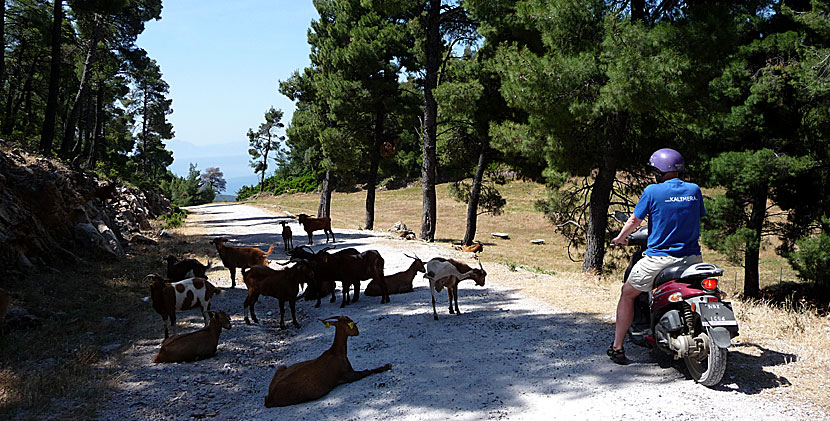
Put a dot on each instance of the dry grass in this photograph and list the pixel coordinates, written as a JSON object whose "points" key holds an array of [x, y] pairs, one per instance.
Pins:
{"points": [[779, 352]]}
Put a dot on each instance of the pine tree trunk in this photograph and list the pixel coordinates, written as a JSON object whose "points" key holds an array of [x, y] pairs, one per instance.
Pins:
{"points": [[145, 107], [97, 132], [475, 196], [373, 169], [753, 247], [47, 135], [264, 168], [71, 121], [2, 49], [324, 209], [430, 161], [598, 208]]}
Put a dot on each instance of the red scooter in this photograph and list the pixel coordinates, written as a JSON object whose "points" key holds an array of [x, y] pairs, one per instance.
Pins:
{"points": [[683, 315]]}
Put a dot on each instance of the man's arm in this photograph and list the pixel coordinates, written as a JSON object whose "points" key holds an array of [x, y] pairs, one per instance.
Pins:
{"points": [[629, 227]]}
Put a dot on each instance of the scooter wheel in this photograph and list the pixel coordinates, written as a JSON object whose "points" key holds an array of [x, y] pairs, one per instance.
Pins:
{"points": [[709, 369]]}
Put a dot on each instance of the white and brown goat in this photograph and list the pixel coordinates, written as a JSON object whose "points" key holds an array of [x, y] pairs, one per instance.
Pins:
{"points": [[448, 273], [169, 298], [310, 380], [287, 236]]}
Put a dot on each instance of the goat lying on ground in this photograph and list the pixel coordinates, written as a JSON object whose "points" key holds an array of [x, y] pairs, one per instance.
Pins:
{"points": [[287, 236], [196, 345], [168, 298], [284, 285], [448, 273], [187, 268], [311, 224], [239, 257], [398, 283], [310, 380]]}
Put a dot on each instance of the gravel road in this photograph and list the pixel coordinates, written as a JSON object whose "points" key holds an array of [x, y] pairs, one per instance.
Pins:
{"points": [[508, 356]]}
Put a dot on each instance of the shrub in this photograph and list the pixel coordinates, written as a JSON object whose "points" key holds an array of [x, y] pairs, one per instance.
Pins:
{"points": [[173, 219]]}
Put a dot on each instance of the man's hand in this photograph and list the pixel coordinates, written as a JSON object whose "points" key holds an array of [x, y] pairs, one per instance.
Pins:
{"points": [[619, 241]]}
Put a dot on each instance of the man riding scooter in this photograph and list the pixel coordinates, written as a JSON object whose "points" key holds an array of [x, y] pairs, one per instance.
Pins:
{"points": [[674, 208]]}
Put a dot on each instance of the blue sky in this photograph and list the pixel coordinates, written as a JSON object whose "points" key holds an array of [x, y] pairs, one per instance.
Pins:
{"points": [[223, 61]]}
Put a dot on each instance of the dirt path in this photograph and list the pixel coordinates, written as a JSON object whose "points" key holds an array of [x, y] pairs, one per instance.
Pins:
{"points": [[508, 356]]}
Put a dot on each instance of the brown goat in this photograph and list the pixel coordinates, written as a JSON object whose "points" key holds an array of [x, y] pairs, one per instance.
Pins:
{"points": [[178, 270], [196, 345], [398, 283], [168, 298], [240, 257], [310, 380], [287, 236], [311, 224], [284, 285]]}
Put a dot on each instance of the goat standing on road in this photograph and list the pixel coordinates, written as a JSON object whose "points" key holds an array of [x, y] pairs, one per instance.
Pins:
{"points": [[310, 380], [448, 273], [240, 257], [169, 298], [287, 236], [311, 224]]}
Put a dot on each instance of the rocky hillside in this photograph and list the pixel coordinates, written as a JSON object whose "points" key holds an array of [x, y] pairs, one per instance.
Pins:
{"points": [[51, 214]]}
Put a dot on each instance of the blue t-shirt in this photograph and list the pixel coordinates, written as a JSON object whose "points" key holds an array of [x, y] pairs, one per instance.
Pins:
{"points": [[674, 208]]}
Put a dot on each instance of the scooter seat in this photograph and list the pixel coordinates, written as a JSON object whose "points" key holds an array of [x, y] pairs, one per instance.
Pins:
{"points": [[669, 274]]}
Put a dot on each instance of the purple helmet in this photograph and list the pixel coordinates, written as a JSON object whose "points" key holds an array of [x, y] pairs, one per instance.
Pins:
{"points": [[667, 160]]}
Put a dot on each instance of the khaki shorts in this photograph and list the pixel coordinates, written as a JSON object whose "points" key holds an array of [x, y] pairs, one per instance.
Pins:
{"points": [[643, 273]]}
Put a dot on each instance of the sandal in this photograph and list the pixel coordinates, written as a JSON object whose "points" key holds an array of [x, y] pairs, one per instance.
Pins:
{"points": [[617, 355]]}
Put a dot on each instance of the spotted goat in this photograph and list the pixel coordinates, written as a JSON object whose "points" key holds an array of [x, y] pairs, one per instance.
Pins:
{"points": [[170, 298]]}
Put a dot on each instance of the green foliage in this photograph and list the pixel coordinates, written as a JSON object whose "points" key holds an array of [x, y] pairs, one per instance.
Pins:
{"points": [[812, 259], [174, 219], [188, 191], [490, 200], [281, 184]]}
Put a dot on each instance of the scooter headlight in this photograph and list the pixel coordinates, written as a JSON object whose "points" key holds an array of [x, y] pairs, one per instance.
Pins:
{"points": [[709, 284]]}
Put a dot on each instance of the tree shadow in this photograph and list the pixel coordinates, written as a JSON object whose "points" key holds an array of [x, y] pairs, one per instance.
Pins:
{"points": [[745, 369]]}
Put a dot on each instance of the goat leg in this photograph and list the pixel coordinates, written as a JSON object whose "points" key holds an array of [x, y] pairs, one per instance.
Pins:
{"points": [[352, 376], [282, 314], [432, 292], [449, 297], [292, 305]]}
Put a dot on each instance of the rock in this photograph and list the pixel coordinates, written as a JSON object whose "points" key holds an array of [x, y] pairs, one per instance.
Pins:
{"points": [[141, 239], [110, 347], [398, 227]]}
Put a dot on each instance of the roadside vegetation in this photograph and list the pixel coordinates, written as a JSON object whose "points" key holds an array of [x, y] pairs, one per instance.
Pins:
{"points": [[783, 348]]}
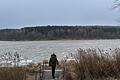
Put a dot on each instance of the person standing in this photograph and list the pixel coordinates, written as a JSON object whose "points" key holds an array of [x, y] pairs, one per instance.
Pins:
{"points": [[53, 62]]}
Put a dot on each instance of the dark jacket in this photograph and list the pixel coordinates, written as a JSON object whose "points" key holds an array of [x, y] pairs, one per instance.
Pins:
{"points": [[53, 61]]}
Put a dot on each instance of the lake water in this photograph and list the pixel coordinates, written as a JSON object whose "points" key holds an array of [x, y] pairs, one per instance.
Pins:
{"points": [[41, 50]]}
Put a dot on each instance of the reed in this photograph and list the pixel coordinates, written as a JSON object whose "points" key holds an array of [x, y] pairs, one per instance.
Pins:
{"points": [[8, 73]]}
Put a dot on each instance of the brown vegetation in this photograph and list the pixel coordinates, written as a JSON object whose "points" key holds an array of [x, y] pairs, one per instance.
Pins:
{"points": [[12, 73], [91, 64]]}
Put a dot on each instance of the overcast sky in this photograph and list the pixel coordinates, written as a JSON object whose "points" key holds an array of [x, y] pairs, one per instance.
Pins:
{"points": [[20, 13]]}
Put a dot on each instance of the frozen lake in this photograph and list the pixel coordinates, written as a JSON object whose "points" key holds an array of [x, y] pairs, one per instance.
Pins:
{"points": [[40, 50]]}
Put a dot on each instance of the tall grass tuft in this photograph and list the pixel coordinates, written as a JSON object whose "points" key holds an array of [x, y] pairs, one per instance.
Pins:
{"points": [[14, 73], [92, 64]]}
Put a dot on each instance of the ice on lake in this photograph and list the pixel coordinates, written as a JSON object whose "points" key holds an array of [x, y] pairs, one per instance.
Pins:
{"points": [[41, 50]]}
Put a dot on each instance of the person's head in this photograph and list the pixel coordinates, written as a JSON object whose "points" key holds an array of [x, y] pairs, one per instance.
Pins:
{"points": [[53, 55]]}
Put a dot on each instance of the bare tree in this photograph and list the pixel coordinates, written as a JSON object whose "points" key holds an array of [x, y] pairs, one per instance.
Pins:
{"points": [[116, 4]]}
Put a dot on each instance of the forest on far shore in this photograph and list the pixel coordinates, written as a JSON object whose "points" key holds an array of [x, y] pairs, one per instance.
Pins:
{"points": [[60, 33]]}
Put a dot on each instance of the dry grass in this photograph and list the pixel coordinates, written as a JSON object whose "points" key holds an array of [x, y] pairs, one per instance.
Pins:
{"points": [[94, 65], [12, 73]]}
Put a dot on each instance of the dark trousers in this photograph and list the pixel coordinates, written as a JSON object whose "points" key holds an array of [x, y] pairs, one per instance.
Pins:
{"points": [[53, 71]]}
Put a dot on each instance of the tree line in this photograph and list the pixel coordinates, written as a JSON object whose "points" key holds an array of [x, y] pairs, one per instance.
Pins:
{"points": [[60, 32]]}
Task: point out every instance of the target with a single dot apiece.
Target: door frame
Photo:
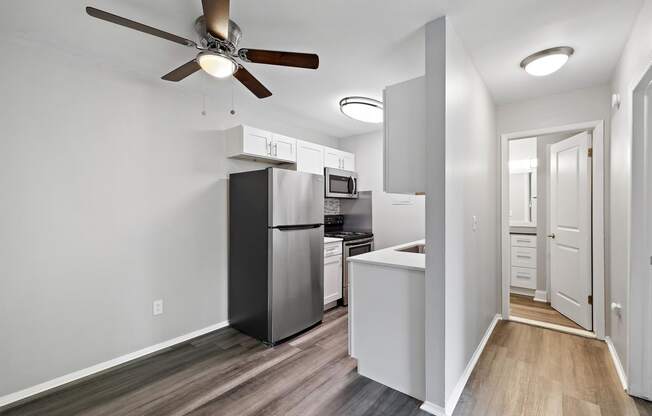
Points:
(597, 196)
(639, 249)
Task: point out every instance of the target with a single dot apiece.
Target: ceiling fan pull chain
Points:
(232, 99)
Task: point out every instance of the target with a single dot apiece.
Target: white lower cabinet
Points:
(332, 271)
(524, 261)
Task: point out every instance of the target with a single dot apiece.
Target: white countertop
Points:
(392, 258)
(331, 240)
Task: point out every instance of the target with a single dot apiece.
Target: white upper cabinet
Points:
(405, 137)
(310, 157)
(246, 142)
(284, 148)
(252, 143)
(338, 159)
# # # # #
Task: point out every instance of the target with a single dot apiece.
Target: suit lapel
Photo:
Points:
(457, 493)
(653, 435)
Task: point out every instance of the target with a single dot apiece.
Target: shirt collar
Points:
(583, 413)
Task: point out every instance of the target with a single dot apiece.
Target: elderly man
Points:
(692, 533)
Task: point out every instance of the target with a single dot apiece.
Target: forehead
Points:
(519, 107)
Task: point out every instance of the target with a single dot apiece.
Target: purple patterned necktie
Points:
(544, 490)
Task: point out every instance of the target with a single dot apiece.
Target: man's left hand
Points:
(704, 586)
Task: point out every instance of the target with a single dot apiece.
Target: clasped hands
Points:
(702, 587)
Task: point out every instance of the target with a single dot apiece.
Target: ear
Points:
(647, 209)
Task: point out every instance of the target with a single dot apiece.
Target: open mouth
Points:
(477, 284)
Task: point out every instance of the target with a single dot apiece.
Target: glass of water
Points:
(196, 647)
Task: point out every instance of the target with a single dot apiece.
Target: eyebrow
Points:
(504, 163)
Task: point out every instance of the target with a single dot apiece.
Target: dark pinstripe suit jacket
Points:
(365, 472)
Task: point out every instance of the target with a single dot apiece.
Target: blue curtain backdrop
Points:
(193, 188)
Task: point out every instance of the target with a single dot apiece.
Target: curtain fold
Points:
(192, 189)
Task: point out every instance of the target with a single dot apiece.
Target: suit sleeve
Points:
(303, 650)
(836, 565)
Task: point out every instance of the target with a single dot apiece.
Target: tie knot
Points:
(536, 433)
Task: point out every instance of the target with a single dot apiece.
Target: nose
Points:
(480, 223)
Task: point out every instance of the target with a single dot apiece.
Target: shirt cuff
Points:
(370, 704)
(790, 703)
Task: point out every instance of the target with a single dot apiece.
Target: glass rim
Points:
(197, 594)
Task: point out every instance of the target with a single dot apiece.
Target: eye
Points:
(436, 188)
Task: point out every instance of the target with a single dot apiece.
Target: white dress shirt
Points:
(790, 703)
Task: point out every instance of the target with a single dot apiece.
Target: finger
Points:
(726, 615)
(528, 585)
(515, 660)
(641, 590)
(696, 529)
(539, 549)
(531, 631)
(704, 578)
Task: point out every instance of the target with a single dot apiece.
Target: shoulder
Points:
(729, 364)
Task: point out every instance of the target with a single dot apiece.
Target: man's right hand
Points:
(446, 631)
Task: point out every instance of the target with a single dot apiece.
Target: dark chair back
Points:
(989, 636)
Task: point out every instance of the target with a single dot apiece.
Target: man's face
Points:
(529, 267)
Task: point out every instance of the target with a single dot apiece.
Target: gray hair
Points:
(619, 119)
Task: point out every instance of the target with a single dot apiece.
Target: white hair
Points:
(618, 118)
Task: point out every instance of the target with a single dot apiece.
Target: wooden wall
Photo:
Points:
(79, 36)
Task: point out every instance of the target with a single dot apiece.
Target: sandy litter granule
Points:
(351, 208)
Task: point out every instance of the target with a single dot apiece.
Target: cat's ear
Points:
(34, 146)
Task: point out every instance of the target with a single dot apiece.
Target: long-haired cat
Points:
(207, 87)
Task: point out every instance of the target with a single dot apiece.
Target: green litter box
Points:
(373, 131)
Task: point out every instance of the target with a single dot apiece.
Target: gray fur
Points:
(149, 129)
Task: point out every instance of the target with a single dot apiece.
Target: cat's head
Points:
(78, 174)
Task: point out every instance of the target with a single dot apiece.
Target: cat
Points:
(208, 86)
# # # # #
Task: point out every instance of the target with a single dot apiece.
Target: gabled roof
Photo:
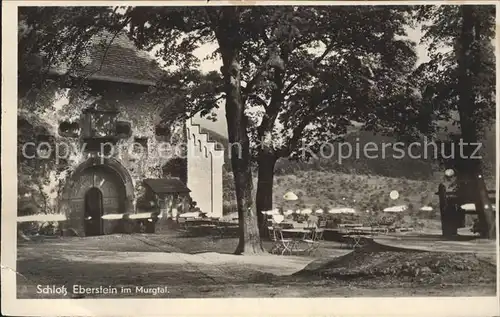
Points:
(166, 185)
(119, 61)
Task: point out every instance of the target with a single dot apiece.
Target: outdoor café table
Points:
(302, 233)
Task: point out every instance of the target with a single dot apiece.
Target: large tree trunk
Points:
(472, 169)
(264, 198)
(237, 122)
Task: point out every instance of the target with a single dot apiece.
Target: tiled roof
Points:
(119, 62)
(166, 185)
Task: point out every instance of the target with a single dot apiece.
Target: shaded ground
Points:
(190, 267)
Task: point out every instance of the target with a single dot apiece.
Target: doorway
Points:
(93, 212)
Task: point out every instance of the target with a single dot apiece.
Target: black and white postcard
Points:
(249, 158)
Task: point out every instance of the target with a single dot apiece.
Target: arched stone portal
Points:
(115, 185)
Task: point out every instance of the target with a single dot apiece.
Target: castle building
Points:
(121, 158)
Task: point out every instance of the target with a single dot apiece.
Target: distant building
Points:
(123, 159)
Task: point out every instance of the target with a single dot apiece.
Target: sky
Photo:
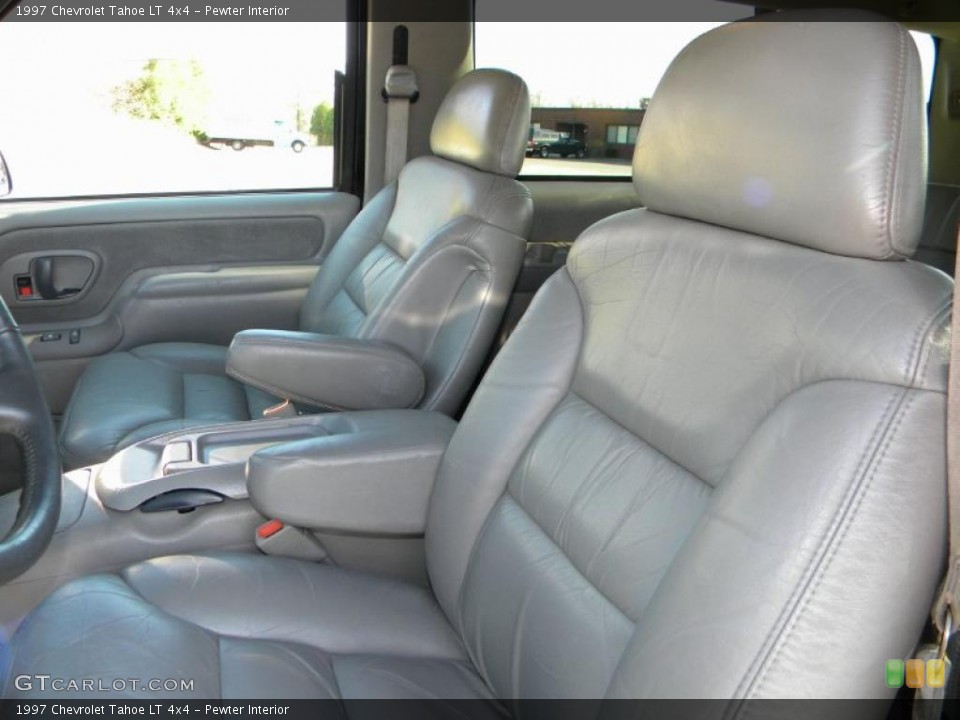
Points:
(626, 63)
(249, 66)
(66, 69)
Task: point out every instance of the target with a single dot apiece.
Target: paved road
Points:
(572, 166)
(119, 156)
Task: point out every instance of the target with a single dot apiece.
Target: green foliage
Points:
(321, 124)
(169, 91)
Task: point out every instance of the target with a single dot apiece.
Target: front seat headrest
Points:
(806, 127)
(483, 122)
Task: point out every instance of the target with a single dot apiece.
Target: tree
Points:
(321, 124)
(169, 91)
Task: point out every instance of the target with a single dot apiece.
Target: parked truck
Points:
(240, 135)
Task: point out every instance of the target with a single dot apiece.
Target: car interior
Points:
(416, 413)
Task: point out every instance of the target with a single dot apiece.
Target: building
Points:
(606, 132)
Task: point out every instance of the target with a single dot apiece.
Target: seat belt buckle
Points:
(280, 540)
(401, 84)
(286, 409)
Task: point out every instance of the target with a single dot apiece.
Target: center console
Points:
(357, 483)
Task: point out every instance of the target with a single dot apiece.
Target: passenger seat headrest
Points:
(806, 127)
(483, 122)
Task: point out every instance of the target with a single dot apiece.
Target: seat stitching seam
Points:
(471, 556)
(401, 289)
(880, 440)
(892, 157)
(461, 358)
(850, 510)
# # # # #
# TASK
Report only how many lines in the entries contain "building".

# SOLUTION FOR THIS TASK
3